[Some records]
** BEGIN **
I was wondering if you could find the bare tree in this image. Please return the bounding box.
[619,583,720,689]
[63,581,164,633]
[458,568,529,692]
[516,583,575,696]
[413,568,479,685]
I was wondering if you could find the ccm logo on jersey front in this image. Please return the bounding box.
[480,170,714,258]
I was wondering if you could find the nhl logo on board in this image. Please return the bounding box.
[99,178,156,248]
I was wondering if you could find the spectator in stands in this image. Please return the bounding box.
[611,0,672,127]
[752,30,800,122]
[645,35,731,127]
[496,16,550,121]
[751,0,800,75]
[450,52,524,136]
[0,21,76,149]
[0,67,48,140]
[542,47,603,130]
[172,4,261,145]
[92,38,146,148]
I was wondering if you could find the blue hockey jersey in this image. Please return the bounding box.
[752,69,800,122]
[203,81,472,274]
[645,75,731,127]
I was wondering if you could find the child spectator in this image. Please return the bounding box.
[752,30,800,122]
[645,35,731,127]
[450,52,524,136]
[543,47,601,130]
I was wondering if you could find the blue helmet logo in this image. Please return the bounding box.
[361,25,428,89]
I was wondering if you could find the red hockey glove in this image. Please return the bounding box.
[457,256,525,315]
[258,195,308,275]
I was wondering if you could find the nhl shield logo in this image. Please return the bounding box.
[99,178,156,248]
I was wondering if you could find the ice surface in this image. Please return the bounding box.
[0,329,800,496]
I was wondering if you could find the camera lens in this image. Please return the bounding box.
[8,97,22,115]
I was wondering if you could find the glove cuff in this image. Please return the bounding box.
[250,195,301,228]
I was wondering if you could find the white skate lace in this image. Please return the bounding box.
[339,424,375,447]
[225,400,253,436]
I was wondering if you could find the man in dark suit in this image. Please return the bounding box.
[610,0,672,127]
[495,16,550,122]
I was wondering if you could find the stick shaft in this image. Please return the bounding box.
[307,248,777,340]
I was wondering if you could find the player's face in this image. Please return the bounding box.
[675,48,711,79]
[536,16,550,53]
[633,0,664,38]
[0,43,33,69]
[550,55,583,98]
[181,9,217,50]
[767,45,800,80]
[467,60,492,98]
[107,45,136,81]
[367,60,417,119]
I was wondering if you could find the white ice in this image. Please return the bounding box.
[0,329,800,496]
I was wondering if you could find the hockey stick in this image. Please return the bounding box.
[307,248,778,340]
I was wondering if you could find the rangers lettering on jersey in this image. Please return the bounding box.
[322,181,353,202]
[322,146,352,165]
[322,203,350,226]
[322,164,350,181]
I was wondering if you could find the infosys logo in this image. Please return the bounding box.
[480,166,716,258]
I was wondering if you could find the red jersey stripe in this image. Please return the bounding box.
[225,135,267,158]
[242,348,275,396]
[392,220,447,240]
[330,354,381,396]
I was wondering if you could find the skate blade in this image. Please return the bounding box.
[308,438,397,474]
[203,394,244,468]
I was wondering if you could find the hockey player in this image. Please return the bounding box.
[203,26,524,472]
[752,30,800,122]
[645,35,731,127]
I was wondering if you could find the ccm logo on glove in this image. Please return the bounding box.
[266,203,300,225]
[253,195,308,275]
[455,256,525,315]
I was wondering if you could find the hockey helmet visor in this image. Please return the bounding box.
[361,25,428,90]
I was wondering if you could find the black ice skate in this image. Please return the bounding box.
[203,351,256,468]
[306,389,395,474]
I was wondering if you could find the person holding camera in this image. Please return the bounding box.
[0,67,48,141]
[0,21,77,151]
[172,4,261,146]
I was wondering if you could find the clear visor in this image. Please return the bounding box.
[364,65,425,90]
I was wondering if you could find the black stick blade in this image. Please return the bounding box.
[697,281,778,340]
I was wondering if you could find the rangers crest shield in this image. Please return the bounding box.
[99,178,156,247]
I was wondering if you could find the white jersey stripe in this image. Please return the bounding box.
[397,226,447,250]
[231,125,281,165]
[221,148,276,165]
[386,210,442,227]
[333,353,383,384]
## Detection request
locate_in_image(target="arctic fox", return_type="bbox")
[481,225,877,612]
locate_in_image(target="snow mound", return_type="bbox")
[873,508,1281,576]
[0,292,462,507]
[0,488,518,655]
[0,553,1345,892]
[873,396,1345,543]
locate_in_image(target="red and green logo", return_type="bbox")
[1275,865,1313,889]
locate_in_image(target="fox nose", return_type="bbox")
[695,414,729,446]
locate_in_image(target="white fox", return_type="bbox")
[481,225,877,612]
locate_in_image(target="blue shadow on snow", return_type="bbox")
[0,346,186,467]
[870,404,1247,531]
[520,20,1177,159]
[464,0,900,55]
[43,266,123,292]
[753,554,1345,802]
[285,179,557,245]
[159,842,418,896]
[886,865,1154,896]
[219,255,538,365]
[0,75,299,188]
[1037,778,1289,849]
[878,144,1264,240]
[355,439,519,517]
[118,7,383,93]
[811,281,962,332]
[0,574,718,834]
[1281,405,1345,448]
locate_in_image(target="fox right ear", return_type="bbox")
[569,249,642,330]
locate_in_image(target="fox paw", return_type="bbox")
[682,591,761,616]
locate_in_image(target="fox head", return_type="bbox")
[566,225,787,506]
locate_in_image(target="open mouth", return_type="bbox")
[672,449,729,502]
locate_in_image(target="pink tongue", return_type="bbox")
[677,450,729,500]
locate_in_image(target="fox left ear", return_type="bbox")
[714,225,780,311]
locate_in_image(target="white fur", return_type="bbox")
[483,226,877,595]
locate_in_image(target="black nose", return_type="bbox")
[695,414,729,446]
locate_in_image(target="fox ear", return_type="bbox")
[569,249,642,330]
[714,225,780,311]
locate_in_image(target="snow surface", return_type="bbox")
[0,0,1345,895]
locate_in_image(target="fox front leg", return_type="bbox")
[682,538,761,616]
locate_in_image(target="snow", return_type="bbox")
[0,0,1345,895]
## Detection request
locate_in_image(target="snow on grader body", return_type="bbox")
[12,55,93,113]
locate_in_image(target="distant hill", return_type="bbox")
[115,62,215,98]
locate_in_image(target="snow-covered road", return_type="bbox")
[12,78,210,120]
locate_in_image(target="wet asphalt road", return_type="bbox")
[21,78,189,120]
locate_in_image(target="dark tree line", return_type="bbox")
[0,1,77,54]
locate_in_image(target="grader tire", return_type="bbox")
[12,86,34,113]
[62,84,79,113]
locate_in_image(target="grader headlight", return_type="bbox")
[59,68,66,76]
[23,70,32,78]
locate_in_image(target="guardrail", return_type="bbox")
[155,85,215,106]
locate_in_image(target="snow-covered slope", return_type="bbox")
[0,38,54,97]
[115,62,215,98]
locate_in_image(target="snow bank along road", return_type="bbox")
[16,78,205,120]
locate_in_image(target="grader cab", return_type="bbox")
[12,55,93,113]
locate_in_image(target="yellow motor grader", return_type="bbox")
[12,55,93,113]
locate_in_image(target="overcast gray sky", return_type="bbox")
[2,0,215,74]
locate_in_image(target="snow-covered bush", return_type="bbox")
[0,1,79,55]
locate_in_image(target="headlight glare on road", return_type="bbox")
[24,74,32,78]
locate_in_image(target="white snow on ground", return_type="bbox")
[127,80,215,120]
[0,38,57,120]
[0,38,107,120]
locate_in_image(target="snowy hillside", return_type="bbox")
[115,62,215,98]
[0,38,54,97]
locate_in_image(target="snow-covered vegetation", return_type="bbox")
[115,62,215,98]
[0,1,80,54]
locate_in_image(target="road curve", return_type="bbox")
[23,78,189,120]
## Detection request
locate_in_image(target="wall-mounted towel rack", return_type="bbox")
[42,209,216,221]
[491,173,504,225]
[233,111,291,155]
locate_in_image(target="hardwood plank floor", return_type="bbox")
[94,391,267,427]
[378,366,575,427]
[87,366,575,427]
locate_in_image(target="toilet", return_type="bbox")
** END **
#### TASK PROMPT
Copy the entries from the first line through the line containing "[413,568,479,685]", keeping the request line, and add 70 to every coordinate in the bounding boxes.

#### RESPONSE TO THE TASK
I was wondering if you could find the bare tree in this image. Please return the bounding box.
[689,653,790,759]
[133,651,234,703]
[528,638,599,762]
[586,653,645,766]
[483,638,549,755]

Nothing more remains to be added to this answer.